#### Instructions for the task
Reproduce the data from the line that contains "The user needs to click the doorway." through the line that contains "[441,301,531,325]", substituting "stainless steel" for every "chrome" and leaving everything else unchanged.

-- start Supplied information --

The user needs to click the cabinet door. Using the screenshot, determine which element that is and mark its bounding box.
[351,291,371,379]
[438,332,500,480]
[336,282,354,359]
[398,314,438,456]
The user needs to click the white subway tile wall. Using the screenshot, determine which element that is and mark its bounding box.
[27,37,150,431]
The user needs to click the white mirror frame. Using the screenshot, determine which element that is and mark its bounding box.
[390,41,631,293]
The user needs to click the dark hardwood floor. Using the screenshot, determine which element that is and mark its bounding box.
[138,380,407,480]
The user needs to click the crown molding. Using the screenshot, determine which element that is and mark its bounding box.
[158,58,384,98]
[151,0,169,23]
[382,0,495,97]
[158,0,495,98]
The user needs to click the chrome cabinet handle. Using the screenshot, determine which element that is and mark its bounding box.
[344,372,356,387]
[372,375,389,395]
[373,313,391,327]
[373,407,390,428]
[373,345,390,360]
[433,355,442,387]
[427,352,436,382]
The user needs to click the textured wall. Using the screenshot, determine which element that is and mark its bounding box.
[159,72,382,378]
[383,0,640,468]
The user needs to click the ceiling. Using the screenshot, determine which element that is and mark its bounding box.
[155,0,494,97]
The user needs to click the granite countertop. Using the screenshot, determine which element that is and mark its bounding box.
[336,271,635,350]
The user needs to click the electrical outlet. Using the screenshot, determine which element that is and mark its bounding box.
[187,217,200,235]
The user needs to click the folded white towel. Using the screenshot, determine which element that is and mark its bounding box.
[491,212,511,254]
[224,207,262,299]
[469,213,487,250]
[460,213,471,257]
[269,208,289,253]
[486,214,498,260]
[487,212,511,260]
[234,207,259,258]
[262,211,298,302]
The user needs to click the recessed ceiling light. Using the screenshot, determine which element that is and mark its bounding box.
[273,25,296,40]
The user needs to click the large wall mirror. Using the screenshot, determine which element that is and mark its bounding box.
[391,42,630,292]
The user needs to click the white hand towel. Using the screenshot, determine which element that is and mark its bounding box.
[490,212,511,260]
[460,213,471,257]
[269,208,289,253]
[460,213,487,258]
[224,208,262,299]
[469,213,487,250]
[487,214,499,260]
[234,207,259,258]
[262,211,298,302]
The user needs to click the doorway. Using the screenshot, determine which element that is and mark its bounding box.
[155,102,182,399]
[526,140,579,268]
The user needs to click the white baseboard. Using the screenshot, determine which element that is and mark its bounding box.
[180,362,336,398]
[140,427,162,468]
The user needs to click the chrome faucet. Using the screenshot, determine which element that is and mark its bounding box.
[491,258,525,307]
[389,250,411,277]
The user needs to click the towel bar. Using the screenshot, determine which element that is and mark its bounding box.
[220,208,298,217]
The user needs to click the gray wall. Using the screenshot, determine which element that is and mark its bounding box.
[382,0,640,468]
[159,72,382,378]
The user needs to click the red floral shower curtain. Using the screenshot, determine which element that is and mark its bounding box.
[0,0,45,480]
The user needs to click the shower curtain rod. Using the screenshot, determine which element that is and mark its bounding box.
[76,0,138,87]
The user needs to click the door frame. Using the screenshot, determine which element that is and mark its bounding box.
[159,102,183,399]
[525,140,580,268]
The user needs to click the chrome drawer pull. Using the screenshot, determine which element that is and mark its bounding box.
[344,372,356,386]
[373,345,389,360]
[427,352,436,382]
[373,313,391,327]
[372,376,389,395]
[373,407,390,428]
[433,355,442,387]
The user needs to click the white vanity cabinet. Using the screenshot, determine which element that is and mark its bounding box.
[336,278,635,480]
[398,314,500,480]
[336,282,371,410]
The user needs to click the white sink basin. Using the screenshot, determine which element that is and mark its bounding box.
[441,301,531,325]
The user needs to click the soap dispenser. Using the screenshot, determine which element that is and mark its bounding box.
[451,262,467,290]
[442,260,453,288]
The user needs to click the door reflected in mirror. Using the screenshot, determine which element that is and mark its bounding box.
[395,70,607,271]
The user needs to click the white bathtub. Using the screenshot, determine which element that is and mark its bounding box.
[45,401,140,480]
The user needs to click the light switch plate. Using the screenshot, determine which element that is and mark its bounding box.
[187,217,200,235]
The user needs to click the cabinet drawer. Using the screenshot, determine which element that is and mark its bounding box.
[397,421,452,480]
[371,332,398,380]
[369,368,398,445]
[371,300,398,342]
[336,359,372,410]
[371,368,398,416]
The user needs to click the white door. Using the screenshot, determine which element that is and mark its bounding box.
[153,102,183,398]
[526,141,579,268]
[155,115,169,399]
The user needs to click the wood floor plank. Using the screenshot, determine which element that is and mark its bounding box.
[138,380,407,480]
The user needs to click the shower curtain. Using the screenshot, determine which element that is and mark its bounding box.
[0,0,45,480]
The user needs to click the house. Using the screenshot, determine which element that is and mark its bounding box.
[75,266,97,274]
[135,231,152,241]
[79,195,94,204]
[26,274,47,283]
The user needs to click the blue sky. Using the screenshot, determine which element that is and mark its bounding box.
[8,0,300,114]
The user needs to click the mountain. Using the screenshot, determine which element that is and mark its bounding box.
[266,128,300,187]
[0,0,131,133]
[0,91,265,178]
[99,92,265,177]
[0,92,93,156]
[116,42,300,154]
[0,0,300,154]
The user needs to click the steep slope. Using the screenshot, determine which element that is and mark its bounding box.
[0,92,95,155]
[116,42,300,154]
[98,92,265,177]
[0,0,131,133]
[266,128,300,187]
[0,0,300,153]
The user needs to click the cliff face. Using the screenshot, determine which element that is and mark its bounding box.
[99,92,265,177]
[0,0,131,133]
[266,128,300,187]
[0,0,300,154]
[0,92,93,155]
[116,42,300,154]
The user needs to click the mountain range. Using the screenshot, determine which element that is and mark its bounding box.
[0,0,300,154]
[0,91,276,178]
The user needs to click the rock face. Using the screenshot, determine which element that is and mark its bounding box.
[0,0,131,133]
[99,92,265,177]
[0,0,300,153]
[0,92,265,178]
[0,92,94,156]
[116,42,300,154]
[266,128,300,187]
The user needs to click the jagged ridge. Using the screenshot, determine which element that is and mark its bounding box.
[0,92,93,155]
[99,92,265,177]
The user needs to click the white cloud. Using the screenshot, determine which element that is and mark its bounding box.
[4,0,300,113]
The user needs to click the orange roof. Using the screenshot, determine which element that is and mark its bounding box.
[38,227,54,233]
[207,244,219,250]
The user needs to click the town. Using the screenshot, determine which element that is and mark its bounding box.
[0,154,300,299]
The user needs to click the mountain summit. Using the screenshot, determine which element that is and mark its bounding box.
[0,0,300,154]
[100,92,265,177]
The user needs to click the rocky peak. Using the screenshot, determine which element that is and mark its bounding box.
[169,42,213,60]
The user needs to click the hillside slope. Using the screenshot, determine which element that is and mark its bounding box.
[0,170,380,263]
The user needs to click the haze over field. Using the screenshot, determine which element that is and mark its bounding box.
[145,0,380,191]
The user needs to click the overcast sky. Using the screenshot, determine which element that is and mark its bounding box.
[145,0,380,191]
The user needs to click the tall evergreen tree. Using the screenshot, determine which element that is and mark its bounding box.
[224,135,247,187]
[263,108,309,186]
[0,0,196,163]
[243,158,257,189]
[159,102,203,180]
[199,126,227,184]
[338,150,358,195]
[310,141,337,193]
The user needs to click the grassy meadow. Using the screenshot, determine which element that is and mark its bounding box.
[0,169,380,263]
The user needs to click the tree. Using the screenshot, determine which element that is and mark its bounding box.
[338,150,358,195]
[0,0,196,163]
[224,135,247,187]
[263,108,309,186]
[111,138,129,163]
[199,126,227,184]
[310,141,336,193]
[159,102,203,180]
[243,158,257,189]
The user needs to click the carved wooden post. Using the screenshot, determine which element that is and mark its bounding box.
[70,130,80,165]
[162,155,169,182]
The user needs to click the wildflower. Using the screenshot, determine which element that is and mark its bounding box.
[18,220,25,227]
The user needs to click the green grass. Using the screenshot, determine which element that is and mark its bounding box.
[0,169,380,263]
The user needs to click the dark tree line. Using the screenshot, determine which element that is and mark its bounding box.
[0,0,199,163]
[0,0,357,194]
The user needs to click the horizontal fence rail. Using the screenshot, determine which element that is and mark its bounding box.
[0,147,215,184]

-- end Supplied information --

#### Result for this task
The user needs to click the doorway. Using the screenshot, determine which element that is and mark its bounding box.
[155,102,182,399]
[526,140,579,268]
The user needs to click the white baseboard. Using the screenshot, determine which element that is and mark its bounding box.
[180,362,336,398]
[140,427,162,468]
The user needs to click the stainless steel faucet. Using the screenshot, determine which element that is and mark its bounding box.
[491,258,525,307]
[389,250,411,277]
The user needs to click the towel bar. Using the screenshot, determine which element that is and mark its bounding box.
[220,208,298,217]
The user needs to click the gray wall. Using the screenshot, determine which element that is and mark its bounding box.
[382,0,640,468]
[159,72,382,378]
The user needs to click the red floral shower curtain. Using the screenshot, determine which element that is and mark its bounding box.
[0,0,45,480]
The user needs to click the shower curtain rod. Using the screenshot, determine which element that is and mark its bounding box.
[76,0,138,87]
The user needs to click the door frame. Using the screenshot, determine which element that is and mark its bounding box.
[159,102,183,399]
[525,140,580,268]
The user needs to click the stainless steel drawer pull. Using the screenshot, determine which element that is and mark its bounding box.
[344,372,356,386]
[373,345,389,360]
[427,352,436,382]
[373,313,391,327]
[372,376,389,395]
[373,407,390,428]
[433,355,442,387]
The user needs to click the white vanity cabinet. Using the screenshot, determine which element that is and mark its bounding box.
[336,278,635,480]
[398,314,500,480]
[336,282,371,410]
The user needs to click the white sink basin. Using the screenshot, determine which element that is and mark its bounding box.
[441,301,531,325]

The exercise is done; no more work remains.